#### [TASK DESCRIPTION]
Only text is carried over. Reproduce the entries below exactly.

#### [Referring expression pointing data]
============
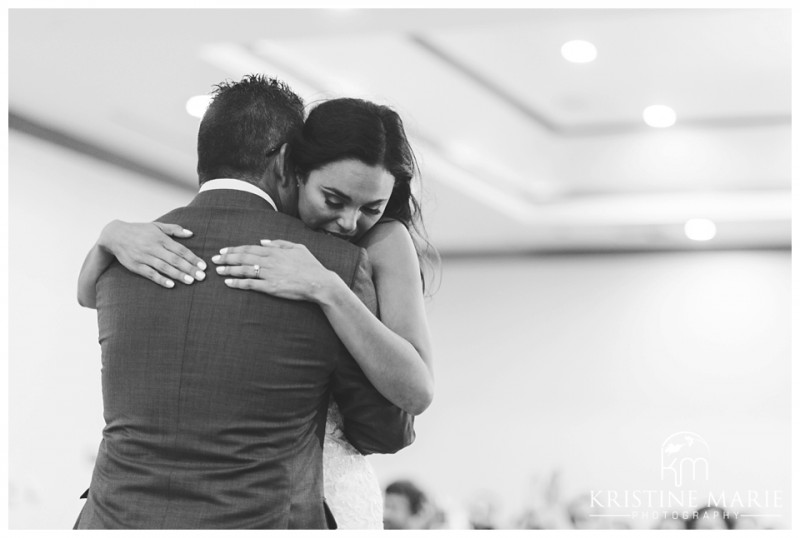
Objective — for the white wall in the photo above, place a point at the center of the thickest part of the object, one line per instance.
(583, 363)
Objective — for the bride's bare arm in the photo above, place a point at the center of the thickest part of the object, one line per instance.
(395, 351)
(143, 248)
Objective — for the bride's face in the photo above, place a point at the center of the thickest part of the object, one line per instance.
(344, 198)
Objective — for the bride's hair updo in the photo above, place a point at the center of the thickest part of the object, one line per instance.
(346, 128)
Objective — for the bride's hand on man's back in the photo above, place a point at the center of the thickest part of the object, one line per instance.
(148, 249)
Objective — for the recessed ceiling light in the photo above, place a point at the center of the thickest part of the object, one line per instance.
(659, 116)
(700, 229)
(578, 51)
(196, 106)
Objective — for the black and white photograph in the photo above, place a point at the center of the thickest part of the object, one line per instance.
(490, 268)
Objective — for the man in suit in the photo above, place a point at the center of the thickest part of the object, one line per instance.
(215, 399)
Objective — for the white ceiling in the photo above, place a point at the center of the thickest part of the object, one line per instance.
(519, 149)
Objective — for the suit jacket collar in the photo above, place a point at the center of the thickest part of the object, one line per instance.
(230, 194)
(237, 185)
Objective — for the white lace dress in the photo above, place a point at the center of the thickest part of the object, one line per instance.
(352, 490)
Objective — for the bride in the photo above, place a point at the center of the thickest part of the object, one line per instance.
(354, 166)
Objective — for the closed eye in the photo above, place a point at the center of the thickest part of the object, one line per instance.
(334, 204)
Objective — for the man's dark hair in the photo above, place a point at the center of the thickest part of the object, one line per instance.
(244, 124)
(416, 497)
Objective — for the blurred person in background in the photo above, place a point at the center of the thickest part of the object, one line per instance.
(350, 169)
(483, 512)
(406, 506)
============
#### [ANSWER AREA]
Objective — for the white wall in the photo above, place a point at the center of the thickest part of the object, one line per instance.
(583, 363)
Objective — for the bride's bare arm in the photo above, place a point at the center of the thickest part of the object, one line per instance.
(395, 351)
(143, 248)
Objective — for the bride's face in the photo above, place a point at the center of the thickest part of the object, one line per instance.
(344, 198)
Objective — for the bride's hair updo in the photo above, place a point at the center of the thickest part of the object, one line per instance.
(346, 128)
Objective — for the bride's hand on man's back in the photo above, place a point at the center of the thickest part of the object, one line per instance.
(148, 249)
Objective — for the recessed ceiling light in the photo above, place a point at the center of the thickest part of the object, one line per instance.
(659, 116)
(700, 229)
(578, 51)
(196, 106)
Objective — for the black and white photograph in the photo above, place a point at the center of the thickest part of the object, one line per instance.
(490, 268)
Objective — for the man in suit in the photo above, place a point at the center of the thickest part of the object, one line per instance.
(215, 399)
Objective — for the white ceiling in the photo above, place a point at the center of the thickest part of the object, one line per instance.
(519, 149)
Objective — for the suit jacket collar in the photo above, place a point at the center of the thickest part of the object, one line per instance.
(230, 194)
(237, 185)
Objective — for the white lace dress in the photo above, place a point at the center of the thickest part of the object, one line per instance.
(352, 490)
Objective — for the bride in the photo above, place a point at the center of the thickest part of the object, one line per instance.
(354, 166)
Objective — for the closed eye in the photo above, place a point at the center of the thickest part of the object, one line per instance.
(334, 204)
Objective — for the man's dark hair in the photo above, place a point at the center of the thickest part of the object, one line per instance.
(244, 124)
(416, 497)
Objective — for the blurred person in background in the photo above, place a point at the center of the thickest part of the object, one line per instance.
(350, 169)
(483, 512)
(406, 506)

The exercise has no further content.